- **WHAT THE TASK ASKS**
Filter the entries below, keeping every line that has the word "pants".

------------------------------

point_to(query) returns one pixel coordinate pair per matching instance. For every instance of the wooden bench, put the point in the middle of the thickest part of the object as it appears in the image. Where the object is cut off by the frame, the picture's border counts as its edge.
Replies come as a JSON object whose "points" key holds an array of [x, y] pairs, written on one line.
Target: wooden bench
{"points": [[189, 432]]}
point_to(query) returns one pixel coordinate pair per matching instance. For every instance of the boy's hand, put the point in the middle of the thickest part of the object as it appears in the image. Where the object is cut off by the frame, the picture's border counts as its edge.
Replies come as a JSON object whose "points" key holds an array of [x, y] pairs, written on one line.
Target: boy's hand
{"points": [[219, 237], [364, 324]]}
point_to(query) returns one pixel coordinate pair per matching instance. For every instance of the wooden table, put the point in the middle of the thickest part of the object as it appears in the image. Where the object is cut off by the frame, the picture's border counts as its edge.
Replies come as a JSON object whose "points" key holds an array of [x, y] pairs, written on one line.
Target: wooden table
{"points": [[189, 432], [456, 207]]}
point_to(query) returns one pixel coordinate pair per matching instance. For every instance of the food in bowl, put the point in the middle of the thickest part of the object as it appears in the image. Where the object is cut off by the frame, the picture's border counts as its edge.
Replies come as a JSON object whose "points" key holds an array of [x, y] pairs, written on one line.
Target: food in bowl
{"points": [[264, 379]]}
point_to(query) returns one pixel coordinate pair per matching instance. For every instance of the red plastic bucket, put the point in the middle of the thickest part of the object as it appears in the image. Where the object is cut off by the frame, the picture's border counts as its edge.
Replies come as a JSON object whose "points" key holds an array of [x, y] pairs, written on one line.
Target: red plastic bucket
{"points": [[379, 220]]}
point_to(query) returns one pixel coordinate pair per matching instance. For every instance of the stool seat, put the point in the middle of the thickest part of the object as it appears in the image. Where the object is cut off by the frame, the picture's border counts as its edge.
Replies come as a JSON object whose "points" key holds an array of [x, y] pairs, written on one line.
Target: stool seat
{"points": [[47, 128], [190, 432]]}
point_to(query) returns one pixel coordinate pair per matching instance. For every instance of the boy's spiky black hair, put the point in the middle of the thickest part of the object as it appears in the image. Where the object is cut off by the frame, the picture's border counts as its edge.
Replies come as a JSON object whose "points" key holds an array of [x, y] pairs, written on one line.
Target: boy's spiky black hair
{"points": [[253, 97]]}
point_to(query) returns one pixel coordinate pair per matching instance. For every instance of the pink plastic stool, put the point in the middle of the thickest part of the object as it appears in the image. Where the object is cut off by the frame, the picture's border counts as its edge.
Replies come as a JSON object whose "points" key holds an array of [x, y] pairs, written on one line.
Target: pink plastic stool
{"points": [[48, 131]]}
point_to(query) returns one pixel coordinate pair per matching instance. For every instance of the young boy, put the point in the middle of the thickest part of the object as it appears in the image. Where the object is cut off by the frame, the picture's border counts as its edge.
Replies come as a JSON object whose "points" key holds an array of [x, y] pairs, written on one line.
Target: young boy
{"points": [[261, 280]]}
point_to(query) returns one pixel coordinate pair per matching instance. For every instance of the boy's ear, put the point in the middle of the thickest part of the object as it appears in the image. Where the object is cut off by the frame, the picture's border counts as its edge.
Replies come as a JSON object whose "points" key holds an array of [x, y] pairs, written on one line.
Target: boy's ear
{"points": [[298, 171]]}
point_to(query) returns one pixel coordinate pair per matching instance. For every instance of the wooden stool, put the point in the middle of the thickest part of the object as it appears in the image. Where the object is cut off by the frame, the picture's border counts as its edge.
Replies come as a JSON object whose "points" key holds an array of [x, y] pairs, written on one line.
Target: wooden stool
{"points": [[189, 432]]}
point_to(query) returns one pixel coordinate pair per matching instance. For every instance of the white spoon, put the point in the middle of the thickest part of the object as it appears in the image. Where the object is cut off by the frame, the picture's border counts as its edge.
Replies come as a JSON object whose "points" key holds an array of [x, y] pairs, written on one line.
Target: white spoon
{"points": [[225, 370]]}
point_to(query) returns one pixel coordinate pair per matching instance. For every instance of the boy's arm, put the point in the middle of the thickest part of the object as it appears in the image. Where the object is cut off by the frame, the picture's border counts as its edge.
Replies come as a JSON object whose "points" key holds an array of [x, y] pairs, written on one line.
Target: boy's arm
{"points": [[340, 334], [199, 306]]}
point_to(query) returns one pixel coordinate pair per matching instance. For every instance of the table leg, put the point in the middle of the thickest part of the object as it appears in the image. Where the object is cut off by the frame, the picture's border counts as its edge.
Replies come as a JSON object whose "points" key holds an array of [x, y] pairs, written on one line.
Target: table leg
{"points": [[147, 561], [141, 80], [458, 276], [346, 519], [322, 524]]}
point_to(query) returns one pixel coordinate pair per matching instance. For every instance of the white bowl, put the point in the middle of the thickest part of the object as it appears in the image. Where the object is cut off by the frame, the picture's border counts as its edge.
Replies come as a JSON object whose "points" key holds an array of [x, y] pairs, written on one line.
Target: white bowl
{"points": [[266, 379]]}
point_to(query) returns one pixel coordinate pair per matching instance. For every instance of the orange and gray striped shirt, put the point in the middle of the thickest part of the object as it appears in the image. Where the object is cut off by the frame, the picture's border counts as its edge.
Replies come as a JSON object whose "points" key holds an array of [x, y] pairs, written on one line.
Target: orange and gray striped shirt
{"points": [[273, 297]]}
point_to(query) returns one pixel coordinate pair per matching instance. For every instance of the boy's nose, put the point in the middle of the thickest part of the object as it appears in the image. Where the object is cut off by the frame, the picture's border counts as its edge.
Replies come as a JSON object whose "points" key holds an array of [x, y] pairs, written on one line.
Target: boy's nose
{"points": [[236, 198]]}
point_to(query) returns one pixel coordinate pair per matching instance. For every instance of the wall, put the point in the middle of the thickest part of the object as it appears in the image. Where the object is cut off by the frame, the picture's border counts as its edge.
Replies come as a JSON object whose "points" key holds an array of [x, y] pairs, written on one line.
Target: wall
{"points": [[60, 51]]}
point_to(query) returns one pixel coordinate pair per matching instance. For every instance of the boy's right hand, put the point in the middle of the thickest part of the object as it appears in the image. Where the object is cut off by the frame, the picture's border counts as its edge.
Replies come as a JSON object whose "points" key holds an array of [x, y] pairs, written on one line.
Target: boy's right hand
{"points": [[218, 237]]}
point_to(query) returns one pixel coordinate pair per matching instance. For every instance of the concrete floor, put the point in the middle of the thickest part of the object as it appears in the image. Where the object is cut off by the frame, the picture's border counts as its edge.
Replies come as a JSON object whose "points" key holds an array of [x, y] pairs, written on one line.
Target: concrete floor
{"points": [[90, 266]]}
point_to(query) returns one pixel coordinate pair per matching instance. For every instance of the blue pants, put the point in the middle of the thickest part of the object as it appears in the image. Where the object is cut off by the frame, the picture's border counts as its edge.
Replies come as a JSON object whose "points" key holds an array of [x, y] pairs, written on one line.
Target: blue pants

------------------------------

- **SOLUTION FOR THIS TASK**
point_to(query) returns one pixel coordinate pair per matching instance. For every instance of the blue pants, put the point in the middle of the thickest part of the object as it appears in the image. Where the object is cut off by the frame, the picture's border counts as its edge.
Target: blue pants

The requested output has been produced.